Go to the line that contains "For every instance of the belt buckle" and extract it along with every line after it, exactly, through the end of the data below.

[Dataset excerpts]
================================

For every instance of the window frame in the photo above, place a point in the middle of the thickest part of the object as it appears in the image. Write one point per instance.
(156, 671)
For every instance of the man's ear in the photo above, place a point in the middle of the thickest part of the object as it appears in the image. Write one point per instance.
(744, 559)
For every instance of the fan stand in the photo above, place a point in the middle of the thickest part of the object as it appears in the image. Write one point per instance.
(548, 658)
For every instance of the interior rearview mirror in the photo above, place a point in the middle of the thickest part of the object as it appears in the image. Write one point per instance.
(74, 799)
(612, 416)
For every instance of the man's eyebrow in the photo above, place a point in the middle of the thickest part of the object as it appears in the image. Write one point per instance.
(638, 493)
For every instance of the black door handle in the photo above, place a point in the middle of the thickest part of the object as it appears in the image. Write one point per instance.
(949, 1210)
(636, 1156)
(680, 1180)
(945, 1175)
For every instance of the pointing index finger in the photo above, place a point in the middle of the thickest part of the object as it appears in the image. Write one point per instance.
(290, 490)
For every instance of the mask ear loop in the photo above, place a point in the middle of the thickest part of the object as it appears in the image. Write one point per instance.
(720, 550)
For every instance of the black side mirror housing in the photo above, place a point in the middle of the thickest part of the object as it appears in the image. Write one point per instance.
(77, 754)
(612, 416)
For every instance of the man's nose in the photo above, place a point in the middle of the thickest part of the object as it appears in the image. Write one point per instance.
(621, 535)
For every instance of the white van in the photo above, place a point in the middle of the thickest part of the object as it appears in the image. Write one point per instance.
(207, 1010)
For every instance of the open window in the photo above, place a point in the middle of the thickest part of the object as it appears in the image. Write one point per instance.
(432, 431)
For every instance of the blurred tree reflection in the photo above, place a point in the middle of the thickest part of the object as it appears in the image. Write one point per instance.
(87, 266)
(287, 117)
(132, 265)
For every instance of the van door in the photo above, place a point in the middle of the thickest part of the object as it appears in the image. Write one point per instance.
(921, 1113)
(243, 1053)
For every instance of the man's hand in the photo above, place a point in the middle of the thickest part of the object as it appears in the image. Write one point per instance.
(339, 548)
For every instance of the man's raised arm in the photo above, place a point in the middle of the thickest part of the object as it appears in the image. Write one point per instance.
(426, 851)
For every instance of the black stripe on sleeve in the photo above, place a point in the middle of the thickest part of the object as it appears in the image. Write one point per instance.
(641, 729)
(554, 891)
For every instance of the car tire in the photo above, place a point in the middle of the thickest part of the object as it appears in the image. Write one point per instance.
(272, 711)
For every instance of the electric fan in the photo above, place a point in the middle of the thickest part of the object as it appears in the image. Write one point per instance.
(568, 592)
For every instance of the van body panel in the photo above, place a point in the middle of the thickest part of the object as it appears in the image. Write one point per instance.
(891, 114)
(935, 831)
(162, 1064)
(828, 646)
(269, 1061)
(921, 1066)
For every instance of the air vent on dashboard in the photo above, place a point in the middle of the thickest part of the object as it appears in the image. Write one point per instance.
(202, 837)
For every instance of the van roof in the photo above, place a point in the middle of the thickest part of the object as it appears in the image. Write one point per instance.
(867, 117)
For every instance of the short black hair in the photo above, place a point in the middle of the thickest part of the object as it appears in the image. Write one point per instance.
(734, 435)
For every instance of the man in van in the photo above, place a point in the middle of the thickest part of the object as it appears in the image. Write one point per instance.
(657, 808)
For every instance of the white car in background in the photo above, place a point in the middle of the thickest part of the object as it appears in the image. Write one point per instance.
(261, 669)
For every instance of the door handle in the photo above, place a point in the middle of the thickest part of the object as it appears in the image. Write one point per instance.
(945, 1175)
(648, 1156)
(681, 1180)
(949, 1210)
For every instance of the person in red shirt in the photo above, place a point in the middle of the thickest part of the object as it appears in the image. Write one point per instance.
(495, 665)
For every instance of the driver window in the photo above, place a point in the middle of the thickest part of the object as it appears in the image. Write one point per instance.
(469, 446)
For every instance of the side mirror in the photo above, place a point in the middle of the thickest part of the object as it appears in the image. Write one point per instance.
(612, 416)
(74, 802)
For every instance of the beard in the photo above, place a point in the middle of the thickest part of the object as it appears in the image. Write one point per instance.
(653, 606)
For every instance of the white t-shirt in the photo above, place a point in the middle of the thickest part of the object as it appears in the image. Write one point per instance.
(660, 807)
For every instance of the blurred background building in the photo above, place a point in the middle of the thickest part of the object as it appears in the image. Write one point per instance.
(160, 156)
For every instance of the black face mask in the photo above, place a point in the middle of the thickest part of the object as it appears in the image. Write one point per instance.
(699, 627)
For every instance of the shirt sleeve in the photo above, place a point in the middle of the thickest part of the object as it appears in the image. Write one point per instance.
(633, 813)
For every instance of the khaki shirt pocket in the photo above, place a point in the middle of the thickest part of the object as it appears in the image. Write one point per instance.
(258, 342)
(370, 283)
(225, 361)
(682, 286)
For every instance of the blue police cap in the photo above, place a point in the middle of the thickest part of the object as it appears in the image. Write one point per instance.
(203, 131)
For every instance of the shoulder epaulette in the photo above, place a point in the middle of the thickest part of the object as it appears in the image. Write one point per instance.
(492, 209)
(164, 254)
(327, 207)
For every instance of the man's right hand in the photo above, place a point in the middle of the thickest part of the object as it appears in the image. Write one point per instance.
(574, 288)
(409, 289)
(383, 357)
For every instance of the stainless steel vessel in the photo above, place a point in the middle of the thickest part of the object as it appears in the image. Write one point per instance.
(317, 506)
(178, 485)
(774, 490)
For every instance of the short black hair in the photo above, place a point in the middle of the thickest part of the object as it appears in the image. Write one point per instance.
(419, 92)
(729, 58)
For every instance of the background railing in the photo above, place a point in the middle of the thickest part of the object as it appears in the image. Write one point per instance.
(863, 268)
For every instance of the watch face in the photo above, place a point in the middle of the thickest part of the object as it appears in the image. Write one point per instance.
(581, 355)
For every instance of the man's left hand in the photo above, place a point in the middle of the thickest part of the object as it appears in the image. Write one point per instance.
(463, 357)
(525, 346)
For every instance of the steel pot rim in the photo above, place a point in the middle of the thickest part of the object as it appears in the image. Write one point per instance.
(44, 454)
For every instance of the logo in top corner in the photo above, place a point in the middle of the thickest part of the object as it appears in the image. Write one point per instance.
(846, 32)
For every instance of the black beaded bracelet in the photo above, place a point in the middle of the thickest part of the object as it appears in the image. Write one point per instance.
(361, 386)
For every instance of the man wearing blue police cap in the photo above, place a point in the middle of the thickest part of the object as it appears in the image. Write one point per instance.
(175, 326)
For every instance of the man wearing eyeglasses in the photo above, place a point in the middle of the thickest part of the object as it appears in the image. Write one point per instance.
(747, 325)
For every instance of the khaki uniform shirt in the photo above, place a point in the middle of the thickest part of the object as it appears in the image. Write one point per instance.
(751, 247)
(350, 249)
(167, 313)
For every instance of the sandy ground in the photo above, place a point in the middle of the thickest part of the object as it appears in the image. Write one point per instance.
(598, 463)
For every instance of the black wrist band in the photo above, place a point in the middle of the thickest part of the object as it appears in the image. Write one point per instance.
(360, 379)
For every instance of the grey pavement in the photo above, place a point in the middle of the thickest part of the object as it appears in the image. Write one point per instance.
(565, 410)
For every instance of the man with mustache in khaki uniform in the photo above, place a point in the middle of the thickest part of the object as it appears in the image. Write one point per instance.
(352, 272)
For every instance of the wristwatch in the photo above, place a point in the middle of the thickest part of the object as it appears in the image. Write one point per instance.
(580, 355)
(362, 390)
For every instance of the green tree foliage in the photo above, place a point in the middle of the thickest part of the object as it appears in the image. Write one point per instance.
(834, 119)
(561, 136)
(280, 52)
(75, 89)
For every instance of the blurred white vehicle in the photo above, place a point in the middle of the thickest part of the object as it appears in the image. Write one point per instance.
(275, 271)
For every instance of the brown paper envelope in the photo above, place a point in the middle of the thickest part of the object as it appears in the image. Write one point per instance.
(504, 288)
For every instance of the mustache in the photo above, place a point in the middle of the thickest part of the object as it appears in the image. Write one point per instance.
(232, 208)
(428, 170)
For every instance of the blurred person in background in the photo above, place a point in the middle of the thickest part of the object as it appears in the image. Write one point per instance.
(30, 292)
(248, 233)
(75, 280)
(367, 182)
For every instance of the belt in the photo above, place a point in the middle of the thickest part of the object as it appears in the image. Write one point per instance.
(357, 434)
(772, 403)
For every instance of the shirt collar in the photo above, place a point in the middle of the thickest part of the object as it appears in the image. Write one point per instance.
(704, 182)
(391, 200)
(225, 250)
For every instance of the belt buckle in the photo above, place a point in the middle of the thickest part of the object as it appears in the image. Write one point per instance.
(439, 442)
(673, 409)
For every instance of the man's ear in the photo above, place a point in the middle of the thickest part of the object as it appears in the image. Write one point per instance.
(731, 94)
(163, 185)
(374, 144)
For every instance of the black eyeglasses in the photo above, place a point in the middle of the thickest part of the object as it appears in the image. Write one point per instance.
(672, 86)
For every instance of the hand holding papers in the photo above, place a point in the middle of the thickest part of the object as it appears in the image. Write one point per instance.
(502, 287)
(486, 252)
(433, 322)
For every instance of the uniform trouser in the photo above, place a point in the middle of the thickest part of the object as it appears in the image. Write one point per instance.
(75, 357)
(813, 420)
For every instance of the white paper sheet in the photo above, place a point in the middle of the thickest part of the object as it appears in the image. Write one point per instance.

================================

[Result of the task]
For every instance of the belt buckle in the photo above, place a point in the middle of the thickest part of the object as it appears in the image. Write one point per instance.
(439, 442)
(673, 409)
For every instance of the man's ear in the photo above, place a point in the middle of the thickest part of the object as it appears in the image. Write one point per instance.
(731, 94)
(163, 185)
(374, 144)
For every instance of the black eyeglasses in the photo above, place a point in the middle of the thickest part of the object as it appears in the image. Write one point per instance.
(672, 86)
For every instance of the hand holding papers in the photo above, place a point in the middle of the thickest part of the object as it appears in the image. Write one point per instance.
(502, 287)
(486, 252)
(433, 322)
For every instance of the uniform trouser in the photo above, place a point in the middle of the thickest part of the object as it appears in the image. Write one point per instance.
(75, 357)
(813, 420)
For every instance of the white paper sheet in the photo above, place a point in the middle of the thickest part of the object as it appears in the image. Write one point per instance.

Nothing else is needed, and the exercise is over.